-- Begin TASK DATA --

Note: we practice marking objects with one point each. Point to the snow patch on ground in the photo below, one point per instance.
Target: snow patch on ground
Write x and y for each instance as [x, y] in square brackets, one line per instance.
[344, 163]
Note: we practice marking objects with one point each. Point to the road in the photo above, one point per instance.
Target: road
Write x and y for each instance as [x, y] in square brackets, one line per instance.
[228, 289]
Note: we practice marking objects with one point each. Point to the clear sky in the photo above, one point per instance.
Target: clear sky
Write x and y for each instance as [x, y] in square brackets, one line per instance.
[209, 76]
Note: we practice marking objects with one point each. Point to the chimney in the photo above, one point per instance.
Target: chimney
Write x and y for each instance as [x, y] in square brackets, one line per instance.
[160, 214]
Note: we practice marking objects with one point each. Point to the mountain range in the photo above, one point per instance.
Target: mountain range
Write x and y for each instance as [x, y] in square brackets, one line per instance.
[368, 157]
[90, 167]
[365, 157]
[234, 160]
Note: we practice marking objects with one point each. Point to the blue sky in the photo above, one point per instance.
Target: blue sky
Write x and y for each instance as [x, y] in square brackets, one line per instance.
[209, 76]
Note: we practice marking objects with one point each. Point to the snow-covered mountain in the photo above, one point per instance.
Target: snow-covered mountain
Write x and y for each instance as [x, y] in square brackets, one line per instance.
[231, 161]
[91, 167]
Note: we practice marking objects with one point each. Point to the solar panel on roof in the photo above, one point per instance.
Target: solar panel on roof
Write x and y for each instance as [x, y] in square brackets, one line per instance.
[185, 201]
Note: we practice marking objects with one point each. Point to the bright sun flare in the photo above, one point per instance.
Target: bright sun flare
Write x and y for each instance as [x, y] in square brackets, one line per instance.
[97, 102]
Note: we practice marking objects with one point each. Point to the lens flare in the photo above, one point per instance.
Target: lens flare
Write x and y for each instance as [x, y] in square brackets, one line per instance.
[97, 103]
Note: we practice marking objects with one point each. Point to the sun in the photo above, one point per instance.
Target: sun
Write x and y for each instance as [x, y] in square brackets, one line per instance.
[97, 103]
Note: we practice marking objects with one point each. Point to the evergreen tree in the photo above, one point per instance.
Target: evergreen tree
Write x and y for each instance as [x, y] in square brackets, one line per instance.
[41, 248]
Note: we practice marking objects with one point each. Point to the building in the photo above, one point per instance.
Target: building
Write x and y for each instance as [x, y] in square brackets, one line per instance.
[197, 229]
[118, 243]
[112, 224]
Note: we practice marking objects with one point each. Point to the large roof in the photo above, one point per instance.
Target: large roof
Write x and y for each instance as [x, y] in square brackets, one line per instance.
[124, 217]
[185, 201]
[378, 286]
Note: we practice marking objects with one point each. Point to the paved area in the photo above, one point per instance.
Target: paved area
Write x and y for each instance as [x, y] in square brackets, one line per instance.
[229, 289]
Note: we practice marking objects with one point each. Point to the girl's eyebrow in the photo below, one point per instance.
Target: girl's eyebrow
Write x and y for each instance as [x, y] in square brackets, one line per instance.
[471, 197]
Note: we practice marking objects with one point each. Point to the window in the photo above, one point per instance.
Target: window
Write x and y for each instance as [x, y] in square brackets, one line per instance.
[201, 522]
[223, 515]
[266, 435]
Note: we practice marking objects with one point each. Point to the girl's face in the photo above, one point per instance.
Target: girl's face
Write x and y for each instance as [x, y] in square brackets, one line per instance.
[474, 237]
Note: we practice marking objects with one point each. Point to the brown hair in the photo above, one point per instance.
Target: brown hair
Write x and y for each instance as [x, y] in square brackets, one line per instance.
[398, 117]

-- End TASK DATA --

- [PROBLEM REQUIREMENTS] Every entry should be output exactly as written, please.

- [TASK OUTPUT]
Note: we practice marking objects with one point each. Point to the snow patch on ground in the photo below, one point per instance.
Target: snow patch on ground
Write x and y for each instance as [x, y] in square brackets, one line per instance.
[344, 163]
Note: we practice marking objects with one point each. Point to the road in the photo above, one point per instance.
Target: road
Write x and y for each instance as [x, y] in square brackets, one line per instance.
[228, 289]
Note: we practice marking objects with one point each. Point to the clear sky in the photo above, one point per instance.
Target: clear sky
Write x and y for each instance as [x, y] in square brackets, one line per instance.
[209, 76]
Note: we practice marking objects with one point each. Point to the chimney in the photo above, one point per instance.
Target: chimney
Write x and y for each instance as [x, y] in square brackets, one line per instance.
[160, 214]
Note: we practice marking objects with one point each. Point to the mountain range in the photo above, one point per instance.
Target: mountain range
Write x and y for each instance as [x, y] in square brackets, one line per instance.
[368, 157]
[90, 167]
[365, 157]
[234, 160]
Note: we practice marking objects with one point each. Point to the blue sky in the photo above, one point per instance.
Target: blue sky
Write x and y for each instance as [x, y] in square brackets, one line per instance.
[209, 76]
Note: we practice marking objects with one point each. Point to the snow-covered mountain in the photo above, one point per instance.
Target: snow-covered mountain
Write x and y for each instance as [x, y] in square brackets, one line per instance.
[231, 161]
[91, 167]
Note: we practice marking objects with one point each. Point to the solar panel on roof in the photo above, one point per instance.
Target: solar panel on roof
Write x and y for each instance as [x, y] in square brackets, one line per instance.
[185, 201]
Note: we practice marking objects with one point each. Point to the bright sun flare in the photo above, one point per instance.
Target: bright sun flare
Write x and y for each instance as [x, y] in square brackets, one line per instance.
[97, 102]
Note: we practice marking objects with one point each. Point to the lens flare in the photo above, one point per instance.
Target: lens flare
Write x and y for each instance as [x, y] in square brackets, one line per instance.
[97, 103]
Note: we practice marking objects with one point each. Point to the sun in the photo above, one point per instance.
Target: sun
Write x and y for each instance as [x, y] in square brackets, one line per instance.
[97, 103]
Note: we practice marking objects with one point each. Point to the evergreen tree in the photo above, one point per instance.
Target: evergreen tree
Write x and y for each instance as [x, y] in square brackets, one line per instance.
[41, 248]
Note: we practice marking objects with one point each. Point to the building in the photo above, one point per instance.
Target: building
Write x and y for each instance as [x, y] in square brackets, one line per instance.
[197, 229]
[118, 243]
[112, 224]
Note: we practice marking objects with one point each. Point to the large roof in the photo above, one point per instance.
Target: large roof
Write x and y for each instance as [x, y] in square brackets, one line per instance.
[124, 217]
[185, 201]
[378, 286]
Note: we practice marking objects with one point each. Point to the paved area in the photo above, one point per instance.
Target: paved area
Write x and y for each instance as [x, y] in square brackets, one line per instance.
[229, 289]
Note: we practice marking objects with one point each. Point to the girl's eyebrow in the photo below, one point per instance.
Target: girl's eyebrow
Write x and y for each instance as [x, y] in square brackets, one line per instance.
[471, 197]
Note: we practice marking objects with one point each. Point to the window in the photo above, one point per instance.
Target: window
Write x and y for each instance as [x, y] in square brackets, one line per instance.
[201, 522]
[223, 515]
[266, 435]
Note: we practice marking objects with one point each. Point to the girl's face in the photo above, one point per instance.
Target: girl's face
Write x and y for each instance as [x, y] in square brackets, one line per instance.
[474, 237]
Note: we practice marking objects with one point each. Point to the brown hair in the photo above, one point per instance.
Target: brown hair
Write x and y for each instance as [x, y] in square brackets, one line per instance.
[398, 117]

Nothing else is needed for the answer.